■ **Excerpted text**:

--

The storage component manages historical counts per safety mechanism per fault device.

Two storage backends are provided:

Trusted Firmware-M PSA Protected Storage Interfaces, with an in-memory cache populated at boot.

A non-persistent in-memory implementation, using only Zephyr’s sys_hash_map.

For the PSA backend, there are configuration options to manage the storage key and the maximum record count, which should be tuned and validated depending on the number of distinct faults and devices and/or other system constraints.

Kronos Deployment

The Kronos FVP models:

An SSU in the Safety Island.

A System FMU in the Safety Island, attached to the SSU.

An FMU attached to the GIC-720AE in the Primary Compute, attached to the System FMU.

The Kronos Fault Management application (components/safety_island/zephyr/src/apps/fault_mgmt) provides Kconfig and devicetree overlays for a sample deployment using these devices on Safety Island Cluster 1. The functionality can be evaluated using the Zephyr shell on this cluster. Additionally, this application serves as the basis for the automated validation (see Integration Tests Validating the Fault Management Subsystem).

For fault count storage, the application uses the PSA Protected Storage implementation provided by TF-M. CONFIG_MAX_PSA_PROTECTED_STORAGE_SIZE is configured according to TF-M storage constraints.

Validation

The Kronos Reference Design contains integration tests for the overall FMU and SSU integration, described at Integration Tests Validating the Fault Management Subsystem

Shell Reference

The subsystem provides an optional shell command (enabled using CONFIG_FAULT_MGMT_SHELL) which exposes the subsystem API interactively for evaluation and validation purposes. Its sub-commands are described below.

--

■ **What the exercise asks**:
Please print, word for word, the part of the fault management excerpt between "For fault count" and "are described below.", inclusive.

--

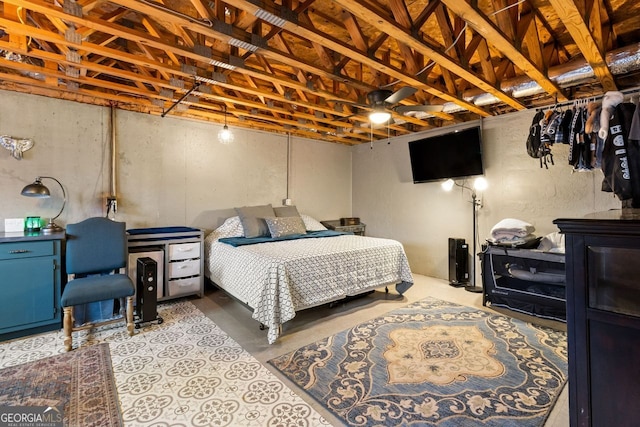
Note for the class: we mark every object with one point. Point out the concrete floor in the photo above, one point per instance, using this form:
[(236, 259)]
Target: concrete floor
[(314, 324)]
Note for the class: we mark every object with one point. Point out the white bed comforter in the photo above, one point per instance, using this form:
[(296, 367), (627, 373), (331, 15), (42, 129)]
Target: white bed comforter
[(276, 279)]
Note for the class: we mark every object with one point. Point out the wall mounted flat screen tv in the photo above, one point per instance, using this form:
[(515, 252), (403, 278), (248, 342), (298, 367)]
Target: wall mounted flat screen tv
[(451, 155)]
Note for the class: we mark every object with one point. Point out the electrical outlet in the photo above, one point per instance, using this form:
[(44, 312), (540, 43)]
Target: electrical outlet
[(13, 224)]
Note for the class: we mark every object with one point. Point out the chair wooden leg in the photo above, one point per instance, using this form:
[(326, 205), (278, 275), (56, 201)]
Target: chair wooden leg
[(129, 313), (67, 325)]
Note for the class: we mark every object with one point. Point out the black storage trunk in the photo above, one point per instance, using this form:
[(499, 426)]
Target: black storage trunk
[(525, 280)]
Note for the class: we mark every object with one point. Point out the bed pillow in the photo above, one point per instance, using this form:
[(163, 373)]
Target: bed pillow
[(286, 211), (312, 224), (252, 219), (285, 226)]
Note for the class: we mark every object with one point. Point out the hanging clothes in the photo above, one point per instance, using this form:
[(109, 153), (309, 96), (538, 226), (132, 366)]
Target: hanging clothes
[(616, 160)]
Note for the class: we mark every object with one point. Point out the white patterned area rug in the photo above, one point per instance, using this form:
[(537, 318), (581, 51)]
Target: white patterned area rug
[(183, 372)]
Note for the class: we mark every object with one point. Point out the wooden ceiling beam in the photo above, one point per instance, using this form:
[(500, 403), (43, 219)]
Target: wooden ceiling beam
[(588, 45), (343, 48), (148, 41), (390, 27), (495, 37)]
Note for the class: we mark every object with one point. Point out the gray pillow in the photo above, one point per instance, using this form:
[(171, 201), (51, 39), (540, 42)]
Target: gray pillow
[(286, 211), (285, 226), (252, 219)]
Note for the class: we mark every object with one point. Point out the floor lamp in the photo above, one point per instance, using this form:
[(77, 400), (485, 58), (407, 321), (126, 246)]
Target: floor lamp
[(479, 184)]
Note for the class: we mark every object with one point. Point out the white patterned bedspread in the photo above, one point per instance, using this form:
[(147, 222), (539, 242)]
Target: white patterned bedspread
[(277, 279)]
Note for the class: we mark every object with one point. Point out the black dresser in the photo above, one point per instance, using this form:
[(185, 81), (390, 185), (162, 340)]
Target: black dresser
[(603, 317)]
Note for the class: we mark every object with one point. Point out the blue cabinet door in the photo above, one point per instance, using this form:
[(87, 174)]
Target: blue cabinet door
[(28, 292)]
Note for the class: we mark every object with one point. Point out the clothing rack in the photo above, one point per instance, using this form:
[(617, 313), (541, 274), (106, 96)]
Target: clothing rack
[(632, 91)]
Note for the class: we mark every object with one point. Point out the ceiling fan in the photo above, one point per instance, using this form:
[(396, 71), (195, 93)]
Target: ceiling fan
[(383, 101)]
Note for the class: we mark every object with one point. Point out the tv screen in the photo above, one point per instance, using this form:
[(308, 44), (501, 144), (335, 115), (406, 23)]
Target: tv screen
[(450, 155)]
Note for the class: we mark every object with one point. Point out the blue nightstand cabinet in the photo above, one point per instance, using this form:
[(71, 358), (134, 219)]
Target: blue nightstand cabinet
[(30, 281)]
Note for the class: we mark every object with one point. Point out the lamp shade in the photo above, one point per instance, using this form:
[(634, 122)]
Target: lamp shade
[(379, 116), (37, 189)]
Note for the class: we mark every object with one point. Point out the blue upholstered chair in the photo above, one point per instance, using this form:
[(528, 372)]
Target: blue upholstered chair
[(96, 249)]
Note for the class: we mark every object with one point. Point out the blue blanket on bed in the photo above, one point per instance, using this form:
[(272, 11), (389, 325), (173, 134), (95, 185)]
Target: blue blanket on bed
[(241, 241)]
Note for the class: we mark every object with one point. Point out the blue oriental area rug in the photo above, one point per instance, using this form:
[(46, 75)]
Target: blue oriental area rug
[(434, 363)]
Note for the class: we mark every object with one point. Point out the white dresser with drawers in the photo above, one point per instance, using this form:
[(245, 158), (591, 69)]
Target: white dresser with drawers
[(178, 252)]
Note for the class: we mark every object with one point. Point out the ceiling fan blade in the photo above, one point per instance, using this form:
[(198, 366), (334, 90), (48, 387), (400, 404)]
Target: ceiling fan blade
[(423, 108), (401, 94)]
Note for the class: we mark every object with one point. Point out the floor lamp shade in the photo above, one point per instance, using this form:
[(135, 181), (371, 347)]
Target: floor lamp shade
[(39, 190)]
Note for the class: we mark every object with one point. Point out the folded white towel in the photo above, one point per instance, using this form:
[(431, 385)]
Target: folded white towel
[(510, 227)]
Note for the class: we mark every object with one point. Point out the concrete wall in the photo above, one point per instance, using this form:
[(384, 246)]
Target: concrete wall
[(423, 216), (174, 172), (170, 171)]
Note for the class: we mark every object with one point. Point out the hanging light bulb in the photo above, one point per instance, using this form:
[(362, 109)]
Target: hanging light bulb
[(379, 115), (225, 136)]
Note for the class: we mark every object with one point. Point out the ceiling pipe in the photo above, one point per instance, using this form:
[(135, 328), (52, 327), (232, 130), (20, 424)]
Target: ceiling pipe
[(572, 73)]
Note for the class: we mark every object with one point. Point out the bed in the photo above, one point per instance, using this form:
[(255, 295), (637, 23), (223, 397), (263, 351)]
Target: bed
[(279, 276)]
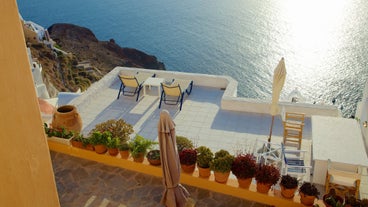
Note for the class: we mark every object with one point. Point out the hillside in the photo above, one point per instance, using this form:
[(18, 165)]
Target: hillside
[(86, 59)]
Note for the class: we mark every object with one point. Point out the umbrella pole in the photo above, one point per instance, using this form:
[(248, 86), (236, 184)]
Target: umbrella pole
[(269, 138)]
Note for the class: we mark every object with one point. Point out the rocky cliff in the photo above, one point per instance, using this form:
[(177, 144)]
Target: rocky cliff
[(101, 54), (82, 58)]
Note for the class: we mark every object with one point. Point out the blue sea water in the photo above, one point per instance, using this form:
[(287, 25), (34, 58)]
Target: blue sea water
[(324, 43)]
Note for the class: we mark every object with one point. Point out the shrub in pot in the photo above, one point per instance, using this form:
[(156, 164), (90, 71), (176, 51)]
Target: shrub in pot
[(153, 157), (112, 145), (87, 144), (351, 201), (288, 186), (183, 142), (77, 141), (138, 147), (244, 168), (188, 158), (331, 199), (99, 141), (308, 193), (221, 165), (266, 176), (124, 150), (204, 158), (118, 128)]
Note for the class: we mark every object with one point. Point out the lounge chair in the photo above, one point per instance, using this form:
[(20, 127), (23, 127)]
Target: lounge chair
[(173, 93), (132, 84)]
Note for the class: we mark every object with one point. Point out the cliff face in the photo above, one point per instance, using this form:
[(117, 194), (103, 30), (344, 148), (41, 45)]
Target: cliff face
[(87, 59), (104, 55)]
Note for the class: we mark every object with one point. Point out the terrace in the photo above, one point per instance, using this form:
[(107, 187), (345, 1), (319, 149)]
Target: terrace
[(211, 116), (29, 176)]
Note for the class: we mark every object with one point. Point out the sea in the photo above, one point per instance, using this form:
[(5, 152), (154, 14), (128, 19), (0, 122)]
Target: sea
[(324, 42)]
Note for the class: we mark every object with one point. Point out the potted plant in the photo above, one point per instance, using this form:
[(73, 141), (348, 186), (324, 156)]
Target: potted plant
[(204, 158), (112, 145), (118, 128), (221, 165), (138, 147), (364, 202), (153, 157), (308, 193), (288, 186), (331, 199), (188, 158), (124, 150), (244, 168), (60, 135), (183, 142), (351, 201), (99, 141), (266, 176)]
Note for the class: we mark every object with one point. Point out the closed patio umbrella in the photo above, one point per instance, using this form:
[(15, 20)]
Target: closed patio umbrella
[(279, 76), (175, 195)]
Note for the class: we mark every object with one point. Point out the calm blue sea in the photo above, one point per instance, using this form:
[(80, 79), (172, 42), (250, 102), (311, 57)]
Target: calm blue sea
[(324, 43)]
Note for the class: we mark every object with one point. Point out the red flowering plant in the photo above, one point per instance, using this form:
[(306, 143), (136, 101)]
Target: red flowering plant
[(267, 174), (188, 156), (244, 166)]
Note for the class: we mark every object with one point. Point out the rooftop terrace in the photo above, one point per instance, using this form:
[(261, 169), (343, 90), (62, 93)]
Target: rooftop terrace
[(212, 115)]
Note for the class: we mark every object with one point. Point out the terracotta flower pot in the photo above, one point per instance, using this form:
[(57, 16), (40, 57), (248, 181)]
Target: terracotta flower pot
[(188, 168), (288, 192), (139, 157), (221, 177), (89, 147), (337, 198), (67, 116), (77, 144), (113, 151), (124, 154), (154, 162), (204, 172), (263, 187), (244, 183), (100, 149), (307, 199)]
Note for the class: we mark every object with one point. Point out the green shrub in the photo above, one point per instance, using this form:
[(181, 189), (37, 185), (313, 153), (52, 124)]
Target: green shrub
[(183, 142), (118, 128)]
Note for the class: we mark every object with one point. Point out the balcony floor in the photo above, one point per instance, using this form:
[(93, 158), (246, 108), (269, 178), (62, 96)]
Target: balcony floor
[(87, 183)]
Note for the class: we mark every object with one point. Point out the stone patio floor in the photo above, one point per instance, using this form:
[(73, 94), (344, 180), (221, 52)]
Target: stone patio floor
[(84, 183)]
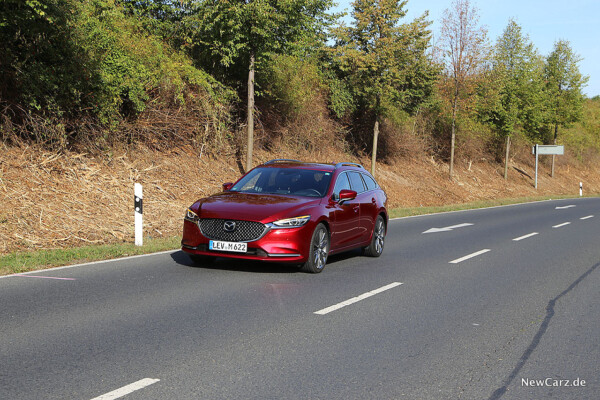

--

■ **Written solution**:
For fault count storage, the application uses the PSA Protected Storage implementation provided by TF-M. CONFIG_MAX_PSA_PROTECTED_STORAGE_SIZE is configured according to TF-M storage constraints.

Validation

The Kronos Reference Design contains integration tests for the overall FMU and SSU integration, described at Integration Tests Validating the Fault Management Subsystem

Shell Reference

The subsystem provides an optional shell command (enabled using CONFIG_FAULT_MGMT_SHELL) which exposes the subsystem API interactively for evaluation and validation purposes. Its sub-commands are described below.